- Brano estratto
- - - - -
Gran paura e grande speranza
Pericolo scampato. Già due guerre mondiali sono state avviate da errori sfruttati come pretesto. E ora dalla gran paura paradossalmente sembra nascere una rinnovata speranza. Primo obiettivo: spingere al negoziato il presidente ucraino Volodymyr Zelensky imbaldanzito dai successi sul campo e dall’appoggio di Biden. Ma ora quell’appoggio vacilla. Sono cambiati gli equilibri in Congresso. La Camera diventerà repubblicana. Il Senato rimane democratico. E si profila una maggioranza bipartisan in favore di un compromesso, mentre la Casa Bianca dà pubblicità agli incontri fra i capi dei servizi segreti russo e americano. Obiettivo: spiegare a Zelensky che ci sono dei "limiti". Questo il messaggio che William Burns, capo della Cia, ha portato a ieri a Kiev.
Ancora più categorico Kevin McCarthy, prossimo Speaker al posto di Nancy Pelosi: niente più assegni in bianco. Niente no fly zone sull’Ucraina. E diventano ancora più ’selettivi’ gli armamenti inviati laggiù.
Concessioni territoriali
In altre parole Zelensky non dovrebbe scartare prioritariamente concessioni territoriali. Sono l’unica via per salvare la faccia a Putin e portarlo al dialogo. È già stato punito abbastanza, scrive persino il filodemocratico Washington Post. Titolo: Per l’Ucraina sedersi e trattare. Identico il concetto esposto giorni fa da Mark Milley. Il Capo degli Stati Maggiori Riuniti, cioè il capo militare del Pentagono, ieri ha raffozato il concetto: "La probabilità di una vittoria ucraina che cacci via tutti i russi dal Paese, inclusa la Crimea, è molto bassa". Il presidente russo è un fantasma. Il suo esercito patetico. È isolato sul palcoscenico internazionale. In quello di Bali non si è presentato nel timore di una mortificazione diplomatica. E all’interno cresce l’opposizione. Difficile una sua sopravvivenza. Ma chi gli succederebbe? Una colomba o più probabilmente un falco ancora più falco?
- - - - -
Record del dataset di annotazione a punti
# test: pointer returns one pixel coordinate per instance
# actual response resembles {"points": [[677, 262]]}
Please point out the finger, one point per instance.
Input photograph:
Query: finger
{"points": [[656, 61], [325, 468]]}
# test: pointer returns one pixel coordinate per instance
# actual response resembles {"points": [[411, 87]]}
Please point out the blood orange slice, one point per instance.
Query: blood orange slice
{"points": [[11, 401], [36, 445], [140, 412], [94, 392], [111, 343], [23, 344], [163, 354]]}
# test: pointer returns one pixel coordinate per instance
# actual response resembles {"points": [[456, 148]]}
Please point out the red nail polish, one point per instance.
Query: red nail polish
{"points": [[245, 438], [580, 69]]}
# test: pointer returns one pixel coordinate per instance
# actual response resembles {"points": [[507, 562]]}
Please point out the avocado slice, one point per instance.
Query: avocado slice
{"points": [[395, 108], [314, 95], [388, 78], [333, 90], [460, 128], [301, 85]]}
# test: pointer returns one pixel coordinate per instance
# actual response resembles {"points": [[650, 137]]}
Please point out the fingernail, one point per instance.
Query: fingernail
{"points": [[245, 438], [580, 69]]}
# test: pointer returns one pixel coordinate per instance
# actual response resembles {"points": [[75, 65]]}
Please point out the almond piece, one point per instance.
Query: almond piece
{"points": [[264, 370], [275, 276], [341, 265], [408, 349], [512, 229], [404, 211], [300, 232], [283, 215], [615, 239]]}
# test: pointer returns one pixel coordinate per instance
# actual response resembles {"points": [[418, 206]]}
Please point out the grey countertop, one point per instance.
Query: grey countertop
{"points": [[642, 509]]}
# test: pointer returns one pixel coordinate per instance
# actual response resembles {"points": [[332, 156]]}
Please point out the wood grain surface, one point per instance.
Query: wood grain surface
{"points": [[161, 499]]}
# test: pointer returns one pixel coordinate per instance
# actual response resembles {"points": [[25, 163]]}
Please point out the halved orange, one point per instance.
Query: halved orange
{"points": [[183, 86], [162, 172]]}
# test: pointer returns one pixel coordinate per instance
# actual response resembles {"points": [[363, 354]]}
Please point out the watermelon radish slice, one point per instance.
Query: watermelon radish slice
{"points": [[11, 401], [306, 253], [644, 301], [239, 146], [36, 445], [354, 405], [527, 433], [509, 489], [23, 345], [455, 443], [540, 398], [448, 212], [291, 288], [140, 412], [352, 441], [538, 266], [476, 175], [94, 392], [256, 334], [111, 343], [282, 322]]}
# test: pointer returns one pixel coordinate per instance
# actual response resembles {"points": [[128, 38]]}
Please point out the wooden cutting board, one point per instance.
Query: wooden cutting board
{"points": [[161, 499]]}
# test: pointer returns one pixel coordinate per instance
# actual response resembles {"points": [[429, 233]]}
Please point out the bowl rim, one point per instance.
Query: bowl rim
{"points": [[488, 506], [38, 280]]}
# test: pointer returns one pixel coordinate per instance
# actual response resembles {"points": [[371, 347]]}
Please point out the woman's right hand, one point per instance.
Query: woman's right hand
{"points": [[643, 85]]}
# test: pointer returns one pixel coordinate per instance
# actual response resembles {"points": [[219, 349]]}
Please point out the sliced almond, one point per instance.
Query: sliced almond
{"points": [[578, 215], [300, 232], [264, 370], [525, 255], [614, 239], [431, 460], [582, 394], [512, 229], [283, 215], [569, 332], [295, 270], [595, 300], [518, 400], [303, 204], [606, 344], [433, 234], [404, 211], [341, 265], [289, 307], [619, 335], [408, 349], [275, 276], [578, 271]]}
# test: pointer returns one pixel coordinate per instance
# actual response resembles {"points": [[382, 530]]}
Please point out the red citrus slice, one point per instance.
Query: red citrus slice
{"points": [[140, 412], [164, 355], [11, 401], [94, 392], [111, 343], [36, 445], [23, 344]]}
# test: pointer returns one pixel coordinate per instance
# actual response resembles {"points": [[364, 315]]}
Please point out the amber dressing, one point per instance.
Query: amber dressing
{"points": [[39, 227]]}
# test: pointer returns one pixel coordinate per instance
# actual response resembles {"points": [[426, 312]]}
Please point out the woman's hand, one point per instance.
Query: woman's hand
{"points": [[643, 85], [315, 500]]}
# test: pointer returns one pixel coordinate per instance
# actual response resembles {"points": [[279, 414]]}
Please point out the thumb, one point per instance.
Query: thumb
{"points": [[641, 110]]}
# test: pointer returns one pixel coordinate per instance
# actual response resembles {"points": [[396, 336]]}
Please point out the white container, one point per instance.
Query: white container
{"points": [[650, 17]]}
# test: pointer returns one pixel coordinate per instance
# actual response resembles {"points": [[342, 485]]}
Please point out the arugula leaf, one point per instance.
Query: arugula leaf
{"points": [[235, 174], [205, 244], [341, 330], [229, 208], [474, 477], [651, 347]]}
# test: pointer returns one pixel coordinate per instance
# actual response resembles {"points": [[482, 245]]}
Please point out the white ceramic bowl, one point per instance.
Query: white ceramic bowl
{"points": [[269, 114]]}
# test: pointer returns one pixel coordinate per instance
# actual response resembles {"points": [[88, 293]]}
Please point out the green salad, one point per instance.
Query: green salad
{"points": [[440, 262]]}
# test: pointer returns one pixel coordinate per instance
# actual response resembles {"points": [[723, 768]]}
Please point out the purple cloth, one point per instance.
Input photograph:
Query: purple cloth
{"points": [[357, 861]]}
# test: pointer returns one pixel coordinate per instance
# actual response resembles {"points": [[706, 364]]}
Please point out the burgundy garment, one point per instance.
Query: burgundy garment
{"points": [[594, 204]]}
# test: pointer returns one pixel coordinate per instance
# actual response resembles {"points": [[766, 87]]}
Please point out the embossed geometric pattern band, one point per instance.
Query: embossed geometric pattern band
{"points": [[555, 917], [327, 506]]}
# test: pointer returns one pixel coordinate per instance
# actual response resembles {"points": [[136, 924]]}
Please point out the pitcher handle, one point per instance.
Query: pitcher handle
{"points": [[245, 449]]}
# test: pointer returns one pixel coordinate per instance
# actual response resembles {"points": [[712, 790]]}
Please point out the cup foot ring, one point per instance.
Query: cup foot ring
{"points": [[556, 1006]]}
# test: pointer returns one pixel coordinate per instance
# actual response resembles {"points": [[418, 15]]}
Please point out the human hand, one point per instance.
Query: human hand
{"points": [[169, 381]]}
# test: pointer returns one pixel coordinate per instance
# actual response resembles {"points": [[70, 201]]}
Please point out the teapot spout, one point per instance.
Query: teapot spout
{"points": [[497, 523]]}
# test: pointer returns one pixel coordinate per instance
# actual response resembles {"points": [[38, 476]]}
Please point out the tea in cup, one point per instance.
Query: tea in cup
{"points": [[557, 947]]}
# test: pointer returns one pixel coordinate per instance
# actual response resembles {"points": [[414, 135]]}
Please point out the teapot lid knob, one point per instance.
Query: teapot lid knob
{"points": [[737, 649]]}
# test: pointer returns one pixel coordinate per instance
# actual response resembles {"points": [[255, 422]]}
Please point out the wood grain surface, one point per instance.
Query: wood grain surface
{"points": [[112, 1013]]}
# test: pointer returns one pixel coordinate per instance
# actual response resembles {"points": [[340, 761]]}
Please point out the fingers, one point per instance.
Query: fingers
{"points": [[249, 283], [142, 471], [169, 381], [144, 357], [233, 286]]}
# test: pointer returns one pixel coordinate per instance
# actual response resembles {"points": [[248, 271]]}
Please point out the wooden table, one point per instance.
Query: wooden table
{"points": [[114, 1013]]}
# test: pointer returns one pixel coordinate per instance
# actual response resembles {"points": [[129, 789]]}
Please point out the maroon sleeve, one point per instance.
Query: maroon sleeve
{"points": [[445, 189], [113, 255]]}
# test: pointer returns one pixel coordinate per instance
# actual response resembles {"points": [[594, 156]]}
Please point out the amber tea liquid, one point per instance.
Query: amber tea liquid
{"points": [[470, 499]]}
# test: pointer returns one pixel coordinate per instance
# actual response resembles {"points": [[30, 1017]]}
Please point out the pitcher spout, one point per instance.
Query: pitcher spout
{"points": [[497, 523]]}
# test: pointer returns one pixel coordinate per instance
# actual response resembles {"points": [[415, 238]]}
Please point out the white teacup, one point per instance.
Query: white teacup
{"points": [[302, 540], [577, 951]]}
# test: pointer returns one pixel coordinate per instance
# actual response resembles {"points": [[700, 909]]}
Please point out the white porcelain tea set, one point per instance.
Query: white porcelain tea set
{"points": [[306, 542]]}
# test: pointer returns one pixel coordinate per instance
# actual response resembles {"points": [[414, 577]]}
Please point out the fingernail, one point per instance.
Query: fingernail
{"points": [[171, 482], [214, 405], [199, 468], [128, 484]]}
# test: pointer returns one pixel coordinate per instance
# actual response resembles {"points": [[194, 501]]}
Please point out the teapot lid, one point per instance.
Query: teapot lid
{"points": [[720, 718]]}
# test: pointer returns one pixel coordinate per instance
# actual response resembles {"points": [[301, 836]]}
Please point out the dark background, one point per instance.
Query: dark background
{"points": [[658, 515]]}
- - - - -
- Compiti scritti
(A) Aggiorni la parte del brano che si apre con le parole contenenti "Ancora più categorico" e si chiude con "armamenti inviati laggiù.", sostituendo "assegni in bianco" con "aiuti illimitati".
(B) Individui nei record ogni riga che contiene la stringa "cloth" e la trascriva.
Il brano e i record non hanno alcun legame tra loro.

- Esiti dell'esercizio
(A)
Ancora più categorico Kevin McCarthy, prossimo Speaker al posto di Nancy Pelosi: niente più aiuti illimitati. Niente no fly zone sull’Ucraina. E diventano ancora più ’selettivi’ gli armamenti inviati laggiù.

(B)
Please point out the purple cloth, one point per instance.
Query: purple cloth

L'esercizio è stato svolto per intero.